_Problem_
Output every one of the records below verbatim, line by line and in the same order.

— begin —

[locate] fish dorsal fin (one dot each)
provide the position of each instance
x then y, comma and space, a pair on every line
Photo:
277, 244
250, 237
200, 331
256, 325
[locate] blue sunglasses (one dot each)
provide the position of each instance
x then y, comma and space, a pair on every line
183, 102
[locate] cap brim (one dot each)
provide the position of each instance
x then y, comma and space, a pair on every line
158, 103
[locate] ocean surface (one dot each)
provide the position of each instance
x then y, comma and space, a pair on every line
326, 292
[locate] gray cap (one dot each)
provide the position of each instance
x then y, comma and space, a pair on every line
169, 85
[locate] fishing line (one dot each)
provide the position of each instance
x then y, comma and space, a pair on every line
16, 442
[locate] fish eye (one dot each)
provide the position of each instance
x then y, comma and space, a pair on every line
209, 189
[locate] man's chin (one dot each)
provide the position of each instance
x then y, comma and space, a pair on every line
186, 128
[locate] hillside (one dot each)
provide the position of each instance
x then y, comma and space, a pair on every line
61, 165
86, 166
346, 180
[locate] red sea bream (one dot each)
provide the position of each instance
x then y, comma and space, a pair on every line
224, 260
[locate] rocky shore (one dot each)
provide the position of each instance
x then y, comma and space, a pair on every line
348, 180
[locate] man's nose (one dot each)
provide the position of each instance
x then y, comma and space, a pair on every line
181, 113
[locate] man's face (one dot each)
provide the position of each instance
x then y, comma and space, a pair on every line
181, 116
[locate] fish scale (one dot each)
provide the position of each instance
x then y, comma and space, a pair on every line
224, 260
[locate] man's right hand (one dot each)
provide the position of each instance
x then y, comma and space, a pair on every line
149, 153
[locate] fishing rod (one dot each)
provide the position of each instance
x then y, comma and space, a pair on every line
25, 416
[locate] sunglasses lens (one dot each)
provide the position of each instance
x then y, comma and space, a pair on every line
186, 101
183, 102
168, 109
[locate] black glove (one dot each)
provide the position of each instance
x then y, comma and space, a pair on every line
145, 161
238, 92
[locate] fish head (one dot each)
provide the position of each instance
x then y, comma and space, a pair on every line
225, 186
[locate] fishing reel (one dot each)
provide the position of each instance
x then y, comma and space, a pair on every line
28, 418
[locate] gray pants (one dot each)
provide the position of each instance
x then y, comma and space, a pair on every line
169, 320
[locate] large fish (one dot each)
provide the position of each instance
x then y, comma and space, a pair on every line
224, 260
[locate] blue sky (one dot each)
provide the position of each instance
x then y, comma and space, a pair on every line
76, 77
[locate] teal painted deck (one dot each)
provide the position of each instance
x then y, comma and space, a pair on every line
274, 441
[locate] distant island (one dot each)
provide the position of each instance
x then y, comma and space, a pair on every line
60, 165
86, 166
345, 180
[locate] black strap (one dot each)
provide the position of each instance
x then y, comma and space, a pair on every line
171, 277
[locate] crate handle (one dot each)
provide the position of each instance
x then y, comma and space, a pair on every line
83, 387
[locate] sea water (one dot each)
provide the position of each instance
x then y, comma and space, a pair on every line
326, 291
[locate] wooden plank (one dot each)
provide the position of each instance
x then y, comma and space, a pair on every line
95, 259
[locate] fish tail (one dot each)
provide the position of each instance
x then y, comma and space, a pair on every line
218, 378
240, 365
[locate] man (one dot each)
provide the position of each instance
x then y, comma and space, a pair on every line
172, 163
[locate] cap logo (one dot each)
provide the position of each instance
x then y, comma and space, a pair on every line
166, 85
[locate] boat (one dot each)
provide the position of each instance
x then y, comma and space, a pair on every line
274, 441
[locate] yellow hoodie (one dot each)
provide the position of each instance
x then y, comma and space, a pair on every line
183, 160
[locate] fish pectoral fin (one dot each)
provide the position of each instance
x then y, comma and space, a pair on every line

— end —

_Correct output_
[locate] fish dorsal fin (one dot each)
provide the position of each instance
x then y, comma and space, a pair on every line
Photo:
277, 244
250, 237
200, 331
256, 325
[locate] blue sunglasses (one dot each)
provide the position of each instance
x then y, comma and space, a pair on every line
183, 102
[locate] cap brim (one dot each)
provide the position of each instance
x then y, comma and space, a pair on every line
158, 103
[locate] ocean surface (one dot each)
provide the position of each instance
x then y, comma and space, a pair on every line
326, 292
[locate] gray cap (one dot each)
provide the position of each instance
x then y, comma and space, a pair on every line
169, 85
[locate] fishing line (one dot each)
provide the position of each instance
x then y, comma and space, a pair on every line
16, 442
[locate] fish eye (one dot each)
provide the position of each instance
x then y, comma and space, a pair on every line
209, 189
[locate] man's chin (one dot each)
provide the position of each instance
x then y, comma and space, a pair on every line
186, 128
[locate] hillside (one dot each)
provide the position of each instance
x then y, comma and space, a pair on every line
61, 165
86, 166
346, 180
[locate] red sea bream (one dot each)
provide the position of each instance
x then y, comma and space, a pair on every line
224, 260
[locate] rocky shore (one dot each)
provide the position of each instance
x then y, comma and space, a pair on every line
348, 180
[locate] man's nose (one dot each)
provide the position of each instance
x then y, comma and space, a pair on every line
181, 113
[locate] man's face (one dot each)
provide the position of each instance
x then y, comma and space, a pair on every line
181, 116
[locate] fish scale (one dot each)
provide the position of each instance
x then y, comma and space, a pair on every line
224, 260
[locate] man's right hand (one dot each)
provide the position of each instance
x then y, comma and space, a pair on every line
149, 153
[locate] fishing rod (one dot each)
provide the position of each instance
x then y, comma and space, a pair on every line
25, 416
[locate] sunglasses lens (one dot each)
provide the position of each instance
x then y, comma and space, a pair on every line
186, 101
183, 102
168, 109
[locate] black glove (one dot each)
provide the position of each instance
x then y, comma and space, a pair on every line
145, 161
238, 92
[locate] fish head (one dot each)
provide the position of each instance
x then y, comma and space, a pair on every line
225, 186
[locate] fishing reel (one dot each)
provide the position of each instance
x then y, comma and space, a pair on every line
28, 418
[locate] gray pants (one dot each)
provide the position of each instance
x then y, comma and space, a pair on every line
169, 320
[locate] large fish (one dot each)
provide the position of each instance
x then y, comma and space, a pair on every line
224, 260
[locate] blue sky (one dot each)
provide the position of each instance
x then y, comma and space, a pair on every line
76, 77
[locate] teal painted deck (one dot each)
provide the position of each instance
x then y, comma and space, a pair on every line
274, 441
[locate] distant island (one dot each)
provide the position of each instance
x then y, comma and space, a pair on every line
60, 165
86, 166
345, 180
[locate] black strap (one dot each)
provide the position of each instance
x then y, comma and space, a pair on every line
171, 277
[locate] crate handle (one dot each)
provide the position of each instance
x then y, comma and space, a pair on every line
83, 387
[locate] sea water (one dot each)
provide the position of each instance
x then y, comma and space, a pair on every line
326, 291
[locate] wooden plank (one dot each)
provide the position of each instance
x then y, comma and space, a pair on every line
95, 259
[locate] fish tail (one dot each)
provide the position of each instance
x then y, comma and space, a pair on every line
218, 378
240, 365
[locate] man (one dot each)
provide the position of each instance
x then y, comma and space, a pair on every line
172, 163
[locate] cap logo (one dot each)
provide the position of each instance
x then y, comma and space, a pair on every line
166, 85
[locate] boat (one dot each)
provide the position of each instance
x then y, comma and space, a pair on every line
274, 441
[locate] yellow hoodie (one dot each)
provide the position of each instance
x then y, comma and space, a pair on every line
183, 160
[locate] fish pectoral fin (one dot each)
provide the position of each instance
x then y, comma and space, a pair on every line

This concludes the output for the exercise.